■ REQUIREMENTS: Print the data verbatim from its first line through the line containing "178], [365, 185]]", including both ends, and leave the pictures out.

** begin **

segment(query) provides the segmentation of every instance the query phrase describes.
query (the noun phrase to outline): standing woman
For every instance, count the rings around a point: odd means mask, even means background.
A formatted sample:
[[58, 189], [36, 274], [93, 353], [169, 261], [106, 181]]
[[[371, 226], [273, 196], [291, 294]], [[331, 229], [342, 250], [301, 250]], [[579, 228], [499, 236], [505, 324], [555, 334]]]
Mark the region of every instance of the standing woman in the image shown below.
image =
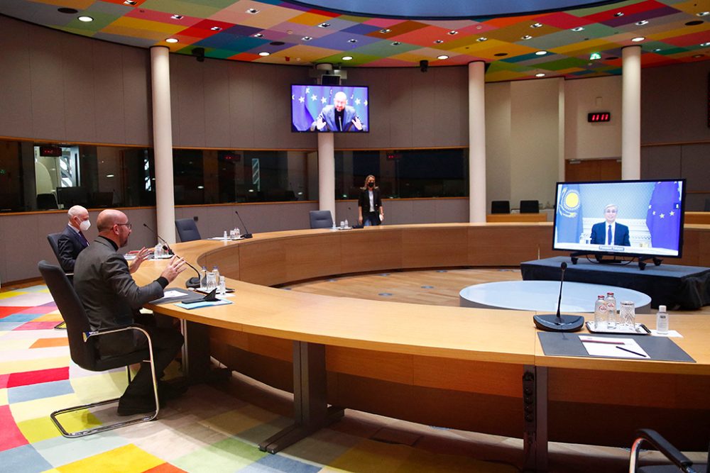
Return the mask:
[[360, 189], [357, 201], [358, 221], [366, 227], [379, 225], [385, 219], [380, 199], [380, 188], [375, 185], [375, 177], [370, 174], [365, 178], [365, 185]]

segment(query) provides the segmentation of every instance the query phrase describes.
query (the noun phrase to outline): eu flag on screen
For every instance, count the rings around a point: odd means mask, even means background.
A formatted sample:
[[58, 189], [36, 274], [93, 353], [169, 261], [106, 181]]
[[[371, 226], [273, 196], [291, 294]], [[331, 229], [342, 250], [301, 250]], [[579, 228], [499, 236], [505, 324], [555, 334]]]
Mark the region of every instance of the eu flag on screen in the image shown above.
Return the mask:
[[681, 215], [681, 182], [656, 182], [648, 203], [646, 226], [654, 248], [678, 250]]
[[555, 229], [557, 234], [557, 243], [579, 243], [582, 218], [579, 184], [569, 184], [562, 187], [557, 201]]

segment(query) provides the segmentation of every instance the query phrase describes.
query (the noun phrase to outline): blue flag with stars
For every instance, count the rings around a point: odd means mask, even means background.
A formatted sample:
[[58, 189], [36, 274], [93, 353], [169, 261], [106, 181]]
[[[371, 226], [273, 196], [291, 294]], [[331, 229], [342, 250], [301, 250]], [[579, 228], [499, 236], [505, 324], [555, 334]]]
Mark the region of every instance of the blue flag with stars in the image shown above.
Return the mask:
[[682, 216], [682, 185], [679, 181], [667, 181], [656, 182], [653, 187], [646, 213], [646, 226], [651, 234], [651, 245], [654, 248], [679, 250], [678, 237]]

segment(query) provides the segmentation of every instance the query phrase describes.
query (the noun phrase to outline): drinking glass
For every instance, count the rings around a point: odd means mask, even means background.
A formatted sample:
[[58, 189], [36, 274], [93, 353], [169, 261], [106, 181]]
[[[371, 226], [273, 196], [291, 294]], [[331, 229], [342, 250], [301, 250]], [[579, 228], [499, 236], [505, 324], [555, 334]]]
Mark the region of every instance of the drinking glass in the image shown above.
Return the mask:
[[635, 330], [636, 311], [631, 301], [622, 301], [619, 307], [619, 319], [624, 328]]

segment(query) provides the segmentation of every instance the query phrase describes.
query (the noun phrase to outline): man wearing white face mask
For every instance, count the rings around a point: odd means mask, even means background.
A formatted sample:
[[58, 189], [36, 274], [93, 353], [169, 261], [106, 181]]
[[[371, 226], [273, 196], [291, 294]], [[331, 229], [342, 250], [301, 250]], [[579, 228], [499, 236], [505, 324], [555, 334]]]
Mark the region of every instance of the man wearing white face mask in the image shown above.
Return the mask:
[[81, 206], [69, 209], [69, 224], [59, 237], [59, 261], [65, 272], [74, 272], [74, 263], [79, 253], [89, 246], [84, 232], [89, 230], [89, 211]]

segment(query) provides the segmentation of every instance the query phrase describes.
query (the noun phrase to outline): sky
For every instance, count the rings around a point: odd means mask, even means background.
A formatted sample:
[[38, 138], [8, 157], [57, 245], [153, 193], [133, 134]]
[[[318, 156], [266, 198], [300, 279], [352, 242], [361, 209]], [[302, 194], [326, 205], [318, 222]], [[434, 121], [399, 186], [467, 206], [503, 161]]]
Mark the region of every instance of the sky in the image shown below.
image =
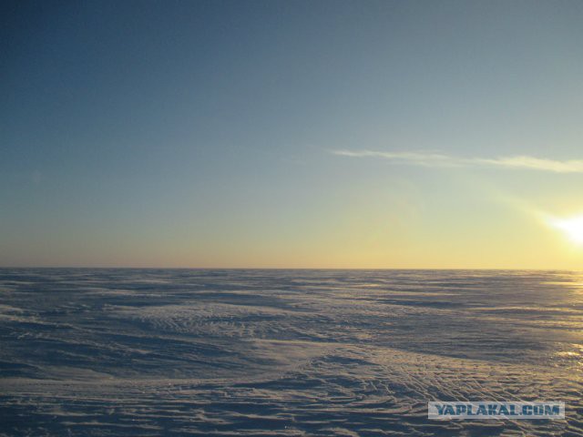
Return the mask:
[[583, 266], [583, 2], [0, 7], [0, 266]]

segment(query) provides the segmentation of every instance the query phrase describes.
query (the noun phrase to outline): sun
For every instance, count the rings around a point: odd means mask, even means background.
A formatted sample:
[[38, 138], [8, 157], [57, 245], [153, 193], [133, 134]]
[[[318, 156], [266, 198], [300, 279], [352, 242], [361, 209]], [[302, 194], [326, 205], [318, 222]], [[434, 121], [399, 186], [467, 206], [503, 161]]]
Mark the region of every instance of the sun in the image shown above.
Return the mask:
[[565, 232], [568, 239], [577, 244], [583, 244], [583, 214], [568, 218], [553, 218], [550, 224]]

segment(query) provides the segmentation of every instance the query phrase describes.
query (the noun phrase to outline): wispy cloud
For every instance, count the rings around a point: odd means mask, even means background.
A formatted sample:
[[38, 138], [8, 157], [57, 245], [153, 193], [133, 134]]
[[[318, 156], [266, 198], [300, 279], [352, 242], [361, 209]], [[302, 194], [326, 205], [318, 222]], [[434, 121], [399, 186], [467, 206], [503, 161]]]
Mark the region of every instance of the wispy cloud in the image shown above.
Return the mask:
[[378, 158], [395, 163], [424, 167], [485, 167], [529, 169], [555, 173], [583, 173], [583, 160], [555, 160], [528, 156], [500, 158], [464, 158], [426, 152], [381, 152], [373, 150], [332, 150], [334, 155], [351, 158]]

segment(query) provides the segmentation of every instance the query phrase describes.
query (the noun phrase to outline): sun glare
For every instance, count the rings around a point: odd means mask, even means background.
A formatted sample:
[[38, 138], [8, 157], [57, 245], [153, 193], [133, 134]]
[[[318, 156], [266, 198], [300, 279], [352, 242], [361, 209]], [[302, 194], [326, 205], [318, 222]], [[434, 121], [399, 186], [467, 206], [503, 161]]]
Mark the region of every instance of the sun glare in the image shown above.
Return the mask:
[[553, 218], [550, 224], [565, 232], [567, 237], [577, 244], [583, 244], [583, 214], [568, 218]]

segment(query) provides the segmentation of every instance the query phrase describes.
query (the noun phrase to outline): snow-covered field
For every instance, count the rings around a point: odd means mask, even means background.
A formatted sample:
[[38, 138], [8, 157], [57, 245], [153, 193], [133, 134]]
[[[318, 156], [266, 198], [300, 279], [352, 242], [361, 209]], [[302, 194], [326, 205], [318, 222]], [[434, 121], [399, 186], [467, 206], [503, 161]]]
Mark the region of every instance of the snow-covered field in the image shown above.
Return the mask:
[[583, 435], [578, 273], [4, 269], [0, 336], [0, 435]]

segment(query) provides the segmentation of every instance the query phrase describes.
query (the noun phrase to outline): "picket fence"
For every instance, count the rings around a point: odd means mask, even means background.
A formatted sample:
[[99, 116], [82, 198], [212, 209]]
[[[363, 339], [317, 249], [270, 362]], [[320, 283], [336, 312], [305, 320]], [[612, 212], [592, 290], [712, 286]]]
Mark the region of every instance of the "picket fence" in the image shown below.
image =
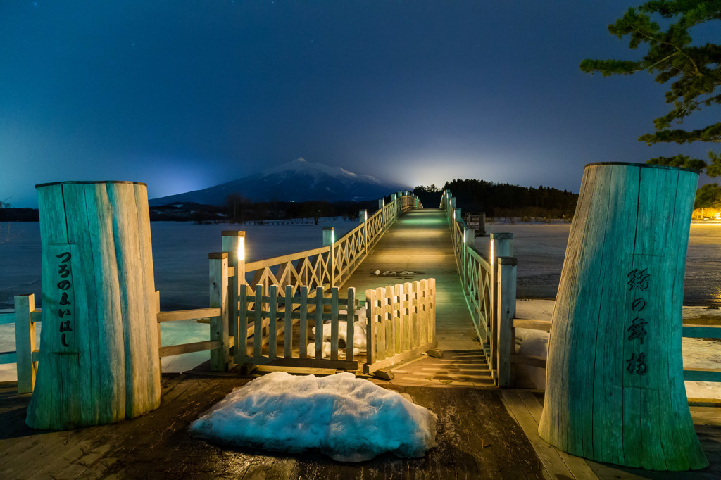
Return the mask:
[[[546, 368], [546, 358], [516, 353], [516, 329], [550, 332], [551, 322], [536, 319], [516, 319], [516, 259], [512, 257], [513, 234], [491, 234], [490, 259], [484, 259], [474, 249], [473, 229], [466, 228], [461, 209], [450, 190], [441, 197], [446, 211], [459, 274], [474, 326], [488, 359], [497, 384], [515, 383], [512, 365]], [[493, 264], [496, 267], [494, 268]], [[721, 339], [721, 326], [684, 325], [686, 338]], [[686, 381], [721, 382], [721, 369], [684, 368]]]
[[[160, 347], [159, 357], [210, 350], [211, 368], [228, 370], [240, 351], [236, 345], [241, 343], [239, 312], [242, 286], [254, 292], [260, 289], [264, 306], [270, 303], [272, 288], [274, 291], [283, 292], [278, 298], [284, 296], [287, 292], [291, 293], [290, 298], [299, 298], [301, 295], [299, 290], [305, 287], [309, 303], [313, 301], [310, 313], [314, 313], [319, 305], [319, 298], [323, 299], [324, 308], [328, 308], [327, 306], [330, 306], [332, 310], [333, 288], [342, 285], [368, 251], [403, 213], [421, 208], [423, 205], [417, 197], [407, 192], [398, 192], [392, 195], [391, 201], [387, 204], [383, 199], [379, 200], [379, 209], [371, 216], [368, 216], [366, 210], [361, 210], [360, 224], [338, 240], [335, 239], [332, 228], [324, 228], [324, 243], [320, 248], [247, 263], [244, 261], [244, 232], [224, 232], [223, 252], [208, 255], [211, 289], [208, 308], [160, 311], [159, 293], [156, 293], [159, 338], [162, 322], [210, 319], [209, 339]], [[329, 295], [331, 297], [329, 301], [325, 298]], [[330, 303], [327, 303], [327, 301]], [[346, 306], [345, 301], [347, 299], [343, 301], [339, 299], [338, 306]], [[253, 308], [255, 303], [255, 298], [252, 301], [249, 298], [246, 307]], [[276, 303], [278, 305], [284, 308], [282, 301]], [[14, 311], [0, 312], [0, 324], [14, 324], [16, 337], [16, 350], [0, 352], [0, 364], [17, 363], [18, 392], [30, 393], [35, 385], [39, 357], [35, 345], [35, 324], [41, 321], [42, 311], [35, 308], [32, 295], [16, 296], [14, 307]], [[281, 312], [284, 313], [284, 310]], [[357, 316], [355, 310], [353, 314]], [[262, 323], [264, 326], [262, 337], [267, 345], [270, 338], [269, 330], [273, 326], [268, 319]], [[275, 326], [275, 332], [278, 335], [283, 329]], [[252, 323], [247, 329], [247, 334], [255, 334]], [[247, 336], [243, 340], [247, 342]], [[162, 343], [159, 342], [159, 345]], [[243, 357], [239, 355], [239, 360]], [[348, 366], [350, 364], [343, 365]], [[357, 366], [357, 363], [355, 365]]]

** end **

■ EXPECTED OUTPUT:
segment(query) provides the segmentation of every instance the query phrase describes.
query (the noun phrase to outline): standing woman
For every instance, count the rings around a point: odd means mask, even means background.
A formatted sample:
[[58, 189], [36, 274], [93, 353], [169, 261], [106, 181]]
[[[371, 226], [273, 196], [291, 294]], [[331, 229], [342, 250], [301, 250]], [[579, 228], [499, 236], [505, 324], [555, 334]]]
Mark the region of every instance of the standing woman in the image shown below.
image =
Return the mask:
[[360, 189], [357, 201], [358, 221], [366, 227], [379, 225], [385, 219], [380, 199], [380, 188], [375, 185], [375, 177], [370, 174], [365, 178], [365, 185]]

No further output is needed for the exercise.